◆ **SET OF TASKS**:
**A)** Name every legislator mentioned in the passage about Gudgel.
**B)** From the passage about Gudgel, return the stretch from "Her assertion shows" through "Who was it?", copied word for word.
**C)** Resume the passage about Gudgel, writing on from its final sentence.

##### EXERCISE TEXT

Her assertion shows just how loose the state employment system can be for a top administrator reporting to part-time legislators.
Gudgel has been director of the committee for more than five years, since January 2016. She previously worked for the Legislative Finance Committee.
She wanted payment for leave she said she accrued in her current position, and in her previous job that ended more than five years ago.
No legislator objected to paying severance to Gudgel, nor did any delve into how she had accrued almost six months of leave.
Democratic Sen. Bill Soules of Las Cruces, the committee chairman, said her amount of leave had been checked and confirmed by “someone at the Capitol.”
Who was it?
“I couldn’t tell you. I don’t know how that got verified,” Soules said.
An at-will employee, Gudgel could have been fired. But lawmakers on the Legislative Education Study Committee deadlocked 5-5 in July on terminating her, and no one was budging.
Soules and Senate President Pro Tempore Mimi Stewart, D-Albuquerque, joined with three Republican lawmakers to block Gudgel’s ouster. The other five Democrats on the committee voted to fire her.
The tie vote kept Gudgel in power but under duress. Leaders of tribes, pueblos and state Democratic Party Chairwoman Jessica Velasquez stepped up pressure to remove her.
“In the wake of Ms. Gudgel’s racist comments, DPNM stands with tribal leaders who have demanded substantive action,” Velasquez said before the Legislative Education Study Committee began three days of meetings in Socorro.
Gudgel did not attend the meetings, and Soules added an executive session to the agenda for Wednesday, the final day. Gudgel submitted her resignation proposal as the executive session approached. Even legislators who had wanted to fire her went along.
“We have to get back to substantive issues of education,” said Rep. G. Andrés Romero, D-Albuquerque, who was among the five lawmakers who tried to terminate Gudgel.
For her part, Gudgel sent a statement complaining she was mistreated since I first reported she had made derogatory statements about Native Americans.
“I love my job. However, the harassment and difficult work environment over the past 3 months has created an atmosphere that is just too challenging for me to continue to work in and be effective,” Gudgel wrote.
A handful of legislative leaders last year fielded complaints about Gudgel slurring Native Americans and mismanaging her agency. They hired a private attorney to investigate Gudgel.

##########
##### SUPPLIED MATERIAL

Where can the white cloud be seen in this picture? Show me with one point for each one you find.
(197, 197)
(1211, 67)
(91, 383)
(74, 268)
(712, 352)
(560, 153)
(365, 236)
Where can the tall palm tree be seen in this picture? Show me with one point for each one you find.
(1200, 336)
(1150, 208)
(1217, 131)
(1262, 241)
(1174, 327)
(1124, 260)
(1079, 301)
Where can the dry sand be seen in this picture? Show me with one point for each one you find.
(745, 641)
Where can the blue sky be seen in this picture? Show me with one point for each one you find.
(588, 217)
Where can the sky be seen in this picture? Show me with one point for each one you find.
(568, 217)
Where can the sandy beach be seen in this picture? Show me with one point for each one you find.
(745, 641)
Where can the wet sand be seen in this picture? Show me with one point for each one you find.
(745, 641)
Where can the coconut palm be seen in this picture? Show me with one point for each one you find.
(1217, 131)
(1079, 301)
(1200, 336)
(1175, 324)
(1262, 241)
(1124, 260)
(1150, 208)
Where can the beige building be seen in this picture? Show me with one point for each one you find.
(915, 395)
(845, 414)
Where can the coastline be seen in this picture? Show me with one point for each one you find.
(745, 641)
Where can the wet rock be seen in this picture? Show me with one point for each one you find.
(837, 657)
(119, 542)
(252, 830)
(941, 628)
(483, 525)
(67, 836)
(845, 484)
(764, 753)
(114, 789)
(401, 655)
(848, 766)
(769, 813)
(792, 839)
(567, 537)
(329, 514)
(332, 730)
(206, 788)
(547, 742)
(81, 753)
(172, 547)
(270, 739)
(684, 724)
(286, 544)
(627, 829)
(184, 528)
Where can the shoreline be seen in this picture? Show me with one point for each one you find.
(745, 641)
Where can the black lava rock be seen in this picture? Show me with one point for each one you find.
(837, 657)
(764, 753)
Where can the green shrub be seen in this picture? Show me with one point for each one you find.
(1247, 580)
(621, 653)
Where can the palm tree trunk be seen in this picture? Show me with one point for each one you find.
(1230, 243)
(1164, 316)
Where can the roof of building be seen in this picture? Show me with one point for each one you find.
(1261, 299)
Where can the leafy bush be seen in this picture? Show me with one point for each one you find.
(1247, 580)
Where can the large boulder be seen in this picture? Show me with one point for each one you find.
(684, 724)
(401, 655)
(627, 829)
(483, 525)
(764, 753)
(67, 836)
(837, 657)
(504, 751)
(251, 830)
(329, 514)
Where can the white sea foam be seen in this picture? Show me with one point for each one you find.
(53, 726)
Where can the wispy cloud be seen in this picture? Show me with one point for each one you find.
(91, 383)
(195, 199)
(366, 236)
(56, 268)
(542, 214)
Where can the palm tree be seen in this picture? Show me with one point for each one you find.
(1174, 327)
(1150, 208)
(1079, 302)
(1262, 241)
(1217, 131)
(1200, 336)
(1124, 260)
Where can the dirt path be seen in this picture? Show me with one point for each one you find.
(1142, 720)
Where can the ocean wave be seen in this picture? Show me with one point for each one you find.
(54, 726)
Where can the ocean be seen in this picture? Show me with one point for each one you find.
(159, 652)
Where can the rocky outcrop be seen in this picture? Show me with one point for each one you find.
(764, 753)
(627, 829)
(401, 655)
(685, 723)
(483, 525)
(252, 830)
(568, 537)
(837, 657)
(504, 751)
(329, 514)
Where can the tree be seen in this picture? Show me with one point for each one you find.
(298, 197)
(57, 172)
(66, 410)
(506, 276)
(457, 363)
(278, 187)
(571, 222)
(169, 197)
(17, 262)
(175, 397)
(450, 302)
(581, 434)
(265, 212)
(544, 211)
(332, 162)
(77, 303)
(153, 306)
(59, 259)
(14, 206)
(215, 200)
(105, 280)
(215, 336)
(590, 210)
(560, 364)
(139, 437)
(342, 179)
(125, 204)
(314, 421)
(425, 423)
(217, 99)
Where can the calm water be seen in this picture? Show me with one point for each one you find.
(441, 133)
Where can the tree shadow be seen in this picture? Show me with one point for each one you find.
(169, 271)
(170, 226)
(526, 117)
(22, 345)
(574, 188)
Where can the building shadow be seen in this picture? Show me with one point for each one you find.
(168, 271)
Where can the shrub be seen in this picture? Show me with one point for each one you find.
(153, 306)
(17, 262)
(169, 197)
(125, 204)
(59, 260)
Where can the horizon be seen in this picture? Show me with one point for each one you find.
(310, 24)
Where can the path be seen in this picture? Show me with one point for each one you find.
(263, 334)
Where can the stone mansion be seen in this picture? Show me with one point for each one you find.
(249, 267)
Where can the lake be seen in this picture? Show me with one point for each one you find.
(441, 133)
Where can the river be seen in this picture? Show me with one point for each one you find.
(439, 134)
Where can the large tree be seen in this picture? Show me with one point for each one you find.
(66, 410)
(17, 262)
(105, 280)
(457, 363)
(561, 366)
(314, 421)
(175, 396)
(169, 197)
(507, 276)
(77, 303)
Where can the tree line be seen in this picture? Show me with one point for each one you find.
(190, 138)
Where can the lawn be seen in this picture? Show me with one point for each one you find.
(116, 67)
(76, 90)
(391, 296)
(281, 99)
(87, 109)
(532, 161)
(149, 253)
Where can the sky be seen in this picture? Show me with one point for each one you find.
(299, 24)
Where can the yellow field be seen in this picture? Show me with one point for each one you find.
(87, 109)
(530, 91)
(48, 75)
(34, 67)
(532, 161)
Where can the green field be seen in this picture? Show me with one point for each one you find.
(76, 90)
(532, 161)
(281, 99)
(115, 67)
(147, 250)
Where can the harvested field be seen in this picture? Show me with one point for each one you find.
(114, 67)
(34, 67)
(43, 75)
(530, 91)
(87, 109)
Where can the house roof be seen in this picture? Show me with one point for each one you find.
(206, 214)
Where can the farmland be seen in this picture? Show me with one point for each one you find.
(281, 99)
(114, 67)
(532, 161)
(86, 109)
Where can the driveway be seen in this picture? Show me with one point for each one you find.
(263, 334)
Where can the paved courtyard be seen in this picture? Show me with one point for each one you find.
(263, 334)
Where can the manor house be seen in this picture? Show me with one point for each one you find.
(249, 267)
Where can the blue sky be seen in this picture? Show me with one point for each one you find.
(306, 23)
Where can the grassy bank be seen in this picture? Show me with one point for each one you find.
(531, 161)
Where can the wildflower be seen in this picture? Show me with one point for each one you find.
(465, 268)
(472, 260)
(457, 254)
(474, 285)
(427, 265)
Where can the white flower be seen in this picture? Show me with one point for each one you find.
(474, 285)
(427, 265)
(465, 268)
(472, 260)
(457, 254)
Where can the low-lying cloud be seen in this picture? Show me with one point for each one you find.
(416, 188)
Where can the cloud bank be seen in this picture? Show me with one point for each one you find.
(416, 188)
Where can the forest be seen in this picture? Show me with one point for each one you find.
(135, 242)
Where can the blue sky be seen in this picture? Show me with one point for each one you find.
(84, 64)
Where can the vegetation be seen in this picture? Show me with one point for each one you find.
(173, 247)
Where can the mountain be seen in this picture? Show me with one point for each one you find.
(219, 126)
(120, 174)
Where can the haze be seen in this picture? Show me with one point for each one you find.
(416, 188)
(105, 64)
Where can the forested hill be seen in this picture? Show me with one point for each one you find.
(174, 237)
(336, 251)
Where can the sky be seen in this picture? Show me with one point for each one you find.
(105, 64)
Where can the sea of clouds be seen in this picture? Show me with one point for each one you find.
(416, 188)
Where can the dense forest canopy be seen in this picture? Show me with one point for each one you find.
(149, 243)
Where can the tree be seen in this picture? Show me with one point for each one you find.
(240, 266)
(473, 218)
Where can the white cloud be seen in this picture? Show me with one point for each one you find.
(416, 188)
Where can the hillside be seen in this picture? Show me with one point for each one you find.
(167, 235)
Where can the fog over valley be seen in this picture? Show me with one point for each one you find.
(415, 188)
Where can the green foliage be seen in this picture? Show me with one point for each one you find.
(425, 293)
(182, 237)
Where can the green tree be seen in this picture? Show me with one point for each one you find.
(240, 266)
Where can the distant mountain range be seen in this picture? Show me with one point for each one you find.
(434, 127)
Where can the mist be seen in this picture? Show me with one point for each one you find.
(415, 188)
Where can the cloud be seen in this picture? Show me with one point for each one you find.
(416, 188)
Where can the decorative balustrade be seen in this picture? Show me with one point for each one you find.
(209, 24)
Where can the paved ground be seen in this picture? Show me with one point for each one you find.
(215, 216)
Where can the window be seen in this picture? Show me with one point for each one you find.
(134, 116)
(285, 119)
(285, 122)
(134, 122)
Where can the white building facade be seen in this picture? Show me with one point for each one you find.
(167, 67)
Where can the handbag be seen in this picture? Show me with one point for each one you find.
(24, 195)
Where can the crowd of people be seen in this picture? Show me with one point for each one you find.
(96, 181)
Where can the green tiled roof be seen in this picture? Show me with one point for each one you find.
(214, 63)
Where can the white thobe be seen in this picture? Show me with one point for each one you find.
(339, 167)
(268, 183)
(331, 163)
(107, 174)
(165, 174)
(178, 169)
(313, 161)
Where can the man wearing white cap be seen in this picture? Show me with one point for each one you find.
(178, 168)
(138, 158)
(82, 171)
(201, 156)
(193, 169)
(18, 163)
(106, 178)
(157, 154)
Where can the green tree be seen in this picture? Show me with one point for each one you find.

##########

◆ **OUTPUTS IN ORDER**:
**A)**
Bill Soules
Mimi Stewart
G. Andrés Romero

**B)**
Her assertion shows just how loose the state employment system can be for a top administrator reporting to part-time legislators.
Gudgel has been director of the committee for more than five years, since January 2016. She previously worked for the Legislative Finance Committee.
She wanted payment for leave she said she accrued in her current position, and in her previous job that ended more than five years ago.
No legislator objected to paying severance to Gudgel, nor did any delve into how she had accrued almost six months of leave.
Democratic Sen. Bill Soules of Las Cruces, the committee chairman, said her amount of leave had been checked and confirmed by “someone at the Capitol.”
Who was it?

**C)**
The investigator’s report has been withheld by state lawyers who say it’s a personnel record. But the report was damning enough that House Speaker Brian Egolf, D-Santa Fe, and Rep. Christine Trujillo, D-Albuquerque, wanted to fire Gudgel last year.
Sen. Stewart and then-Senate President Pro Tem Mary Kay Papen, D-Las Cruces, fought hard to keep Gudgel. This small group of legislators eventually decided to suspend Gudgel for two weeks and hire at taxpayer expense “a leadership coach” to help her.
The overwhelming majority of legislators on the committee that’s supposed to supervise Gudgel knew nothing about the investigation, Gudgel’s slurs or her suspension until they read about them in my column.
Gudgel in her statement ignored that most of her direct supervisors knew nothing about her misconduct until recently.
“I am disappointed that I have done everything that House, Senate and LESC leadership asked of me last year and had their support, but now that this issue has become public many in these leadership positions no longer support me today,” she wrote. “I do want to thank Senate President Pro Tempore Stewart for her continued support, trust, and leadership.”
Rep. Trujillo, vaccinated but ailing with COVID-19, had to skip the committee hearing Wednesday. Trujillo tried as far back as January 2020 to convene an executive session of committee members to look into Gudgel’s conduct. Soules and Stewart led the opposition in voting down Trujillo’s motion.
It’s taken another 19 months and an agreement for cash payouts to remove a manager who made racial slurs.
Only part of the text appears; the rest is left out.